### [SUPPLIED PASSAGE]
Nine Months Ended September 30, Three Months Ended September 30,
2012 2011 2012 2011
(dollars in thousands)

United States $ 164,609 $ 126,031 $ 58,668 $ 45,210 International 59,210 46,202 21,123 15,749 Total revenue $ 223,819 $ 172,233 $ 79,791 $ 60,959

Percentage of revenue generated
outside of the United States 26 % 27 % 26 % 26 %

Employees

The number of full-time employees as of September 30, 2012 was 1,630 as compared to 1,265 at December 31, 2011 and 1,243 at September 30, 2011. As of September 30, 2012, our headcount included 484 employees in sales and marketing; 639 employees in operations, professional services, training and customer support; 345 employees in product development; and 162 employees in a general and administrative capacity.

Cost of Revenue

Subscription and support cost of revenue primarily consists of costs related to hosting our application suite, providing customer support, data communications expenses, personnel and related costs of operations, stock-based compensation, software license fees, outsourced subscription services, costs associated with website development activities, allocated overhead, amortization expense associated with capitalized internal use software and acquired developed technology, and related plant and equipment depreciation and amortization expenses.

Professional services and other cost of revenue primarily consists of personnel and related costs for our professional services employees and executives, external consultants, stock-based compensation and allocated overhead.

We allocate overhead such as rent, information technology costs, employee benefit costs and recruiting costs to all departments based on headcount. As such, general overhead expenses are reflected in cost of revenue and each operating expense category.
We expect cost of revenue to remain flat as a percentage of revenue over the near term; however, it could fluctuate period to period depending on the growth of our professional services business and any associated increased costs relating to the delivery of professional services and the timing of significant expenditures.

### [RECORD EXCERPTS]
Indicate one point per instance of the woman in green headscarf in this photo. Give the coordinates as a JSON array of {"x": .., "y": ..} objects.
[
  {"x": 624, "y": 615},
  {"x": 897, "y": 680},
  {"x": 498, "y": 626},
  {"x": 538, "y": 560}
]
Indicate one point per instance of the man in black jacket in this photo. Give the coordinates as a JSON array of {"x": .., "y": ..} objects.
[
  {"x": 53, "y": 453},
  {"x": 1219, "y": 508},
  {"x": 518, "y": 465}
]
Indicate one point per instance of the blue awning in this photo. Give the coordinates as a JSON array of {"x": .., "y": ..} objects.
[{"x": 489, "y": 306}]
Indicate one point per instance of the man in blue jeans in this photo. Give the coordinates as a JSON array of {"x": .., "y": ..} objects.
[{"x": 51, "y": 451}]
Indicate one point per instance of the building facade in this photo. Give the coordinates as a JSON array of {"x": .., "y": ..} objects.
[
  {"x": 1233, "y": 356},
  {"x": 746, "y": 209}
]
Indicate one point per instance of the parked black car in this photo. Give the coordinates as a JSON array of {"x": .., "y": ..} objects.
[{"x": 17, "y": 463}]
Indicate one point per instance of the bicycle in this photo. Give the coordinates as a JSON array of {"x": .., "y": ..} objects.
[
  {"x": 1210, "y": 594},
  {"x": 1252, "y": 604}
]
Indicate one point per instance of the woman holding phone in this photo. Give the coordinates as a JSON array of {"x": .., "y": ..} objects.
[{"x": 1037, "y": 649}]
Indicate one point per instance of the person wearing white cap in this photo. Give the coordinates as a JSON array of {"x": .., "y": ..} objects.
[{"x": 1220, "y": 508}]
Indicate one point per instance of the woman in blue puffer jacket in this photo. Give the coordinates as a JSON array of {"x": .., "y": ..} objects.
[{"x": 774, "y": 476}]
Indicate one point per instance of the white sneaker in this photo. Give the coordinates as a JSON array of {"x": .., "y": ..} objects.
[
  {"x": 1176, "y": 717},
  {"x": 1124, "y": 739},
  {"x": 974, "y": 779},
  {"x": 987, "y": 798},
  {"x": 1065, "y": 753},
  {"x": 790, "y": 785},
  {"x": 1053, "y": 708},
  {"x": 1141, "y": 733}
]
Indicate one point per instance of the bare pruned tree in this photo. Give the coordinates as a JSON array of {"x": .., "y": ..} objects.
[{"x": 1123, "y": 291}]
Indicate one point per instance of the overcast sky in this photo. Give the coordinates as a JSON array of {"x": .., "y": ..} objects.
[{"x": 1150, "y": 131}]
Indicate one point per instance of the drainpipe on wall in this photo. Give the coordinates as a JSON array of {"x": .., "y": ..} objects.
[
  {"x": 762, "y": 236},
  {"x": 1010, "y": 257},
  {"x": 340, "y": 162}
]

...

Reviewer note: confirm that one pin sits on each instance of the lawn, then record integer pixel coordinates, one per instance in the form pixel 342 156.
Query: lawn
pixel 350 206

...

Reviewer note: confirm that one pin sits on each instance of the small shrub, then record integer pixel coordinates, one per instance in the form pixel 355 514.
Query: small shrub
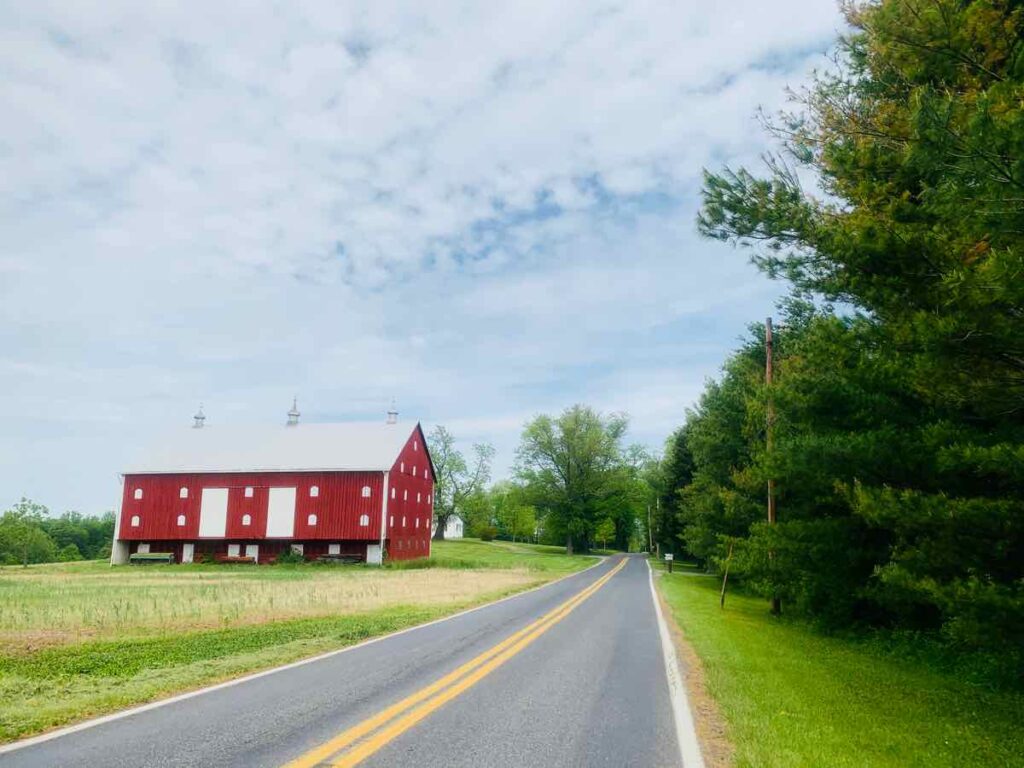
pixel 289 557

### [SET OF TASKS]
1. In the financial report excerpt, how would you render this sentence in Spanish: "We allocate overhead such as rent, information technology costs, employee benefit costs and recruiting costs to all departments based on headcount."
2. Can you write the next part of the financial report excerpt, picking up right after its final sentence?

### [WRITTEN RESPONSES]
1. Asignamos los gastos generales, como el alquiler, los costos de tecnología de la información, los costos de beneficios para los empleados y los costos de contratación, a todos los departamentos en función del número de empleados.

2.
Operating Expenses - Product Development

Product development expenses primarily consist of personnel and related costs for our product development employees and executives, including salaries, stock-based compensation, employee benefits and allocated overhead. Our product development efforts have been devoted primarily to increasing the functionality and enhancing the ease of use of our on-demand application suite, as well as localizing our product for international use. A key component of our strategy is to expand our business internationally. This will require us to conform our application suite to comply with local regulations and languages, causing us to incur additional expenses related to translation and localization of our application for use in other countries.

At our product development facility in the Czech Republic, we participate in a government program that subsidizes us for employing local residents. Under the program, the Czech government will reimburse us for certain operating expenses we incur. During the first nine months of 2012, we reduced our product development expense for eligible operational expenses we expect the Czech government to reimburse. On a quarterly basis, we will accrue our expected subsidies for the duration of the program.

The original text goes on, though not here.